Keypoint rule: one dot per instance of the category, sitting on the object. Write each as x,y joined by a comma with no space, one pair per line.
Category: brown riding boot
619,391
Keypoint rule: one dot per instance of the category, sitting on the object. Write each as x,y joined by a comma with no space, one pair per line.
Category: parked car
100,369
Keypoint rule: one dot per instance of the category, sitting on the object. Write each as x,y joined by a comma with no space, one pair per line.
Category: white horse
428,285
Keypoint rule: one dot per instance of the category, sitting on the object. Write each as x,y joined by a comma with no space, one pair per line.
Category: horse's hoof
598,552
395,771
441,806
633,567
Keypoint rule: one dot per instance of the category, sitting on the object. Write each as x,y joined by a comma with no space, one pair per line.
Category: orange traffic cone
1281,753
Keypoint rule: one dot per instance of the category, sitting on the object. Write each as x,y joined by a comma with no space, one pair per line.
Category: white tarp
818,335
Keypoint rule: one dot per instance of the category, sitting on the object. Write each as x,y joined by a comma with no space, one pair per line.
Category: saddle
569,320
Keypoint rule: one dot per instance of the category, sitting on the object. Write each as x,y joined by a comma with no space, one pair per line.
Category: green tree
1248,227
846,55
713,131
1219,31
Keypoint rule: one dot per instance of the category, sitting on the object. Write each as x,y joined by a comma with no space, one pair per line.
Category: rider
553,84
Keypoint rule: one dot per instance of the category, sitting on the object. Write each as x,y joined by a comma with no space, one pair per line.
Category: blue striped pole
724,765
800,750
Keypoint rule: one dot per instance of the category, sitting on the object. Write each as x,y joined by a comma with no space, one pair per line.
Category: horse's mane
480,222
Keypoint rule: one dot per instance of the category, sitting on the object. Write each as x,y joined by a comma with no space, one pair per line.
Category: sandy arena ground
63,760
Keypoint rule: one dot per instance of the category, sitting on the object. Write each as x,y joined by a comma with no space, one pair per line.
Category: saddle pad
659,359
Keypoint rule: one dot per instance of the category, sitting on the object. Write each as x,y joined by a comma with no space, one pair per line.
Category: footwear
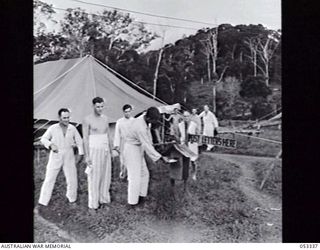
142,200
194,177
73,204
39,208
131,206
92,211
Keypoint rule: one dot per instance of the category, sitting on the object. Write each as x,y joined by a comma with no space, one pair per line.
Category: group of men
190,123
132,139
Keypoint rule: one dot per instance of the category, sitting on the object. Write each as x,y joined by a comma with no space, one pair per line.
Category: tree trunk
208,66
255,63
267,73
156,74
214,97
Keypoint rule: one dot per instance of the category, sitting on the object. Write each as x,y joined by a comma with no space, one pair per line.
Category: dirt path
179,231
49,231
268,206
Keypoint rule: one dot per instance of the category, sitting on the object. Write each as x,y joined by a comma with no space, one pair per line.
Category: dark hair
63,110
126,106
97,100
153,113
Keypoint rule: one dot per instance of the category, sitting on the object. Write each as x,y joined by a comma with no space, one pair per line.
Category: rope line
143,13
50,83
262,139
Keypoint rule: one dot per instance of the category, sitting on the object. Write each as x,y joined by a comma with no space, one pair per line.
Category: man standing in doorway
188,126
121,130
137,142
97,147
195,117
61,138
210,123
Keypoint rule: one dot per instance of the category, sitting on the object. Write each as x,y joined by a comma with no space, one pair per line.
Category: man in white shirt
210,123
121,130
61,138
195,117
188,126
138,141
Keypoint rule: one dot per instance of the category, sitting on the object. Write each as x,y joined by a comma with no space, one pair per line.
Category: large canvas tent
72,83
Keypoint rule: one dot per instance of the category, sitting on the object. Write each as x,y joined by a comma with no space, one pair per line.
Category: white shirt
139,134
54,135
121,130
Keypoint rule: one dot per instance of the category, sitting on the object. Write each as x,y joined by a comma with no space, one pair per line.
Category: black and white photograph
157,121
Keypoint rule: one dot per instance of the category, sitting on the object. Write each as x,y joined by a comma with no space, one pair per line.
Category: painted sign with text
213,140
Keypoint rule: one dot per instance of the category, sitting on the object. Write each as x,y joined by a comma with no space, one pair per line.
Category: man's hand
116,148
54,148
79,160
165,159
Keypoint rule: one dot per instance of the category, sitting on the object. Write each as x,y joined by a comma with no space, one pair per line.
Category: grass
215,211
273,185
254,146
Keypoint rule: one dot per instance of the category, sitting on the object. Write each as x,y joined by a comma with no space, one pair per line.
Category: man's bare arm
85,133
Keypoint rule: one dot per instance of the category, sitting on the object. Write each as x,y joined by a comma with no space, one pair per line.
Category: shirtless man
97,146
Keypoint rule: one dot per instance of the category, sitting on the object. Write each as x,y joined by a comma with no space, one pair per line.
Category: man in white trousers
61,138
210,123
121,130
137,142
188,126
97,146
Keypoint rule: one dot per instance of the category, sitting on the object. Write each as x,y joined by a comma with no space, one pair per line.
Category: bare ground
224,205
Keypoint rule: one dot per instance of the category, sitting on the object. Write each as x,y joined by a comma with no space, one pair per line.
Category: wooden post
272,165
38,156
163,128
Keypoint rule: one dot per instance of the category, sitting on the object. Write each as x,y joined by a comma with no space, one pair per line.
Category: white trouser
138,173
99,178
208,131
66,160
193,146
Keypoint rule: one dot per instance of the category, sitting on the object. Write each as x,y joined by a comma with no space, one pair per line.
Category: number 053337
308,245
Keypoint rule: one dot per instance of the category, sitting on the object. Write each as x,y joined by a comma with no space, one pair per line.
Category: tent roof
73,83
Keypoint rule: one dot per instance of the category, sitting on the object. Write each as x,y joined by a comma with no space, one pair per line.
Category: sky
265,12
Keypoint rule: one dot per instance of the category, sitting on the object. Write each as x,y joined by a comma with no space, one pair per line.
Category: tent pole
162,132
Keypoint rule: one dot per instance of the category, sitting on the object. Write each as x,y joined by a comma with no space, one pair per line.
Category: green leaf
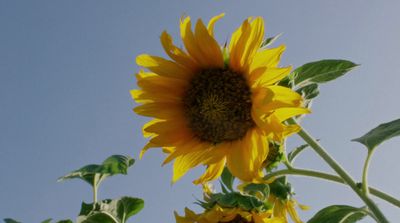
270,40
321,71
380,134
9,220
227,179
94,173
281,188
338,214
110,210
254,189
97,217
309,92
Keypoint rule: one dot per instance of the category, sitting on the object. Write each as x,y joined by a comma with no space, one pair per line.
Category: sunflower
228,215
213,105
284,204
285,208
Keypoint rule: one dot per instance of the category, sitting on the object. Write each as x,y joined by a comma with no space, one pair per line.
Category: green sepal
275,156
257,189
380,134
338,213
117,210
227,179
94,173
281,188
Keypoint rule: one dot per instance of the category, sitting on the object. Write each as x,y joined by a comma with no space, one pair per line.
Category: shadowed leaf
380,134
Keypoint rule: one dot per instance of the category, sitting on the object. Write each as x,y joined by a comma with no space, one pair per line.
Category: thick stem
341,172
330,177
365,173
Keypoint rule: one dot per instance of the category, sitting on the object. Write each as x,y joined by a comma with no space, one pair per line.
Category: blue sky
66,68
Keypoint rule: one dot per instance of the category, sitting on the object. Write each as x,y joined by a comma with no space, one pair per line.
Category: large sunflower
227,215
214,105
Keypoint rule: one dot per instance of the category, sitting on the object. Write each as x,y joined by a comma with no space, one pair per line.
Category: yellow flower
284,208
214,106
234,215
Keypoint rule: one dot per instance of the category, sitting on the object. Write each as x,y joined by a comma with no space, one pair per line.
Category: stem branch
330,177
365,173
341,172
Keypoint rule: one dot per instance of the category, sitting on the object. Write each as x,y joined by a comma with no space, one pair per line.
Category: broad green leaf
97,218
94,173
296,151
321,71
227,179
338,214
257,189
9,220
309,92
270,40
118,209
380,134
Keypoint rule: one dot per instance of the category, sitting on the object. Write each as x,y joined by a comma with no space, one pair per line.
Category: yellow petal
185,162
265,77
211,23
150,81
150,123
190,43
163,67
141,96
209,47
245,157
237,46
212,172
176,53
277,97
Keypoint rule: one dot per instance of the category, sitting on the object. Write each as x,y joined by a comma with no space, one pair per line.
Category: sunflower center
238,219
217,105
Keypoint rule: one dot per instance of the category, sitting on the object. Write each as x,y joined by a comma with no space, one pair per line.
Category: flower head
213,108
284,205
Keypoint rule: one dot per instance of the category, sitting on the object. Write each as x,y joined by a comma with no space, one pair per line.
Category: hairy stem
330,177
365,173
341,172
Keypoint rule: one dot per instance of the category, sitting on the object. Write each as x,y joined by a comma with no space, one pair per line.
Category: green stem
341,172
365,173
330,177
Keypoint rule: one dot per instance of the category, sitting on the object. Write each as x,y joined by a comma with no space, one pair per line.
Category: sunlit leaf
94,173
338,214
380,134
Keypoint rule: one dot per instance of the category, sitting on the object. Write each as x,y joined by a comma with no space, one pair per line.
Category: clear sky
66,68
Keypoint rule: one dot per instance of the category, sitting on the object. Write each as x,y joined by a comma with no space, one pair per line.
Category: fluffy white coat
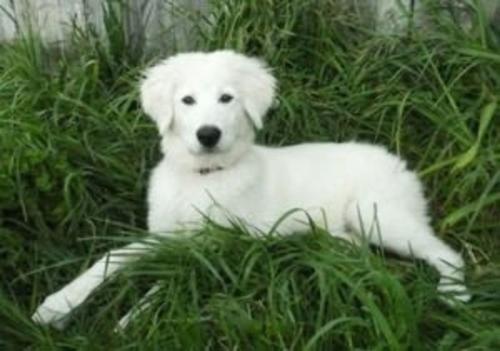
.....
- What you are asked to do
Word for word, restate the lines from the one containing "Category: clear sky" through the end of the entries. Do not include pictures.

- Result of this task
Category: clear sky
66,68
Keypoint rule: one dot per instance of the category, sitting on the object. Write each as x,y joined by a comma with no space, one pair per line.
Category: fluffy white coat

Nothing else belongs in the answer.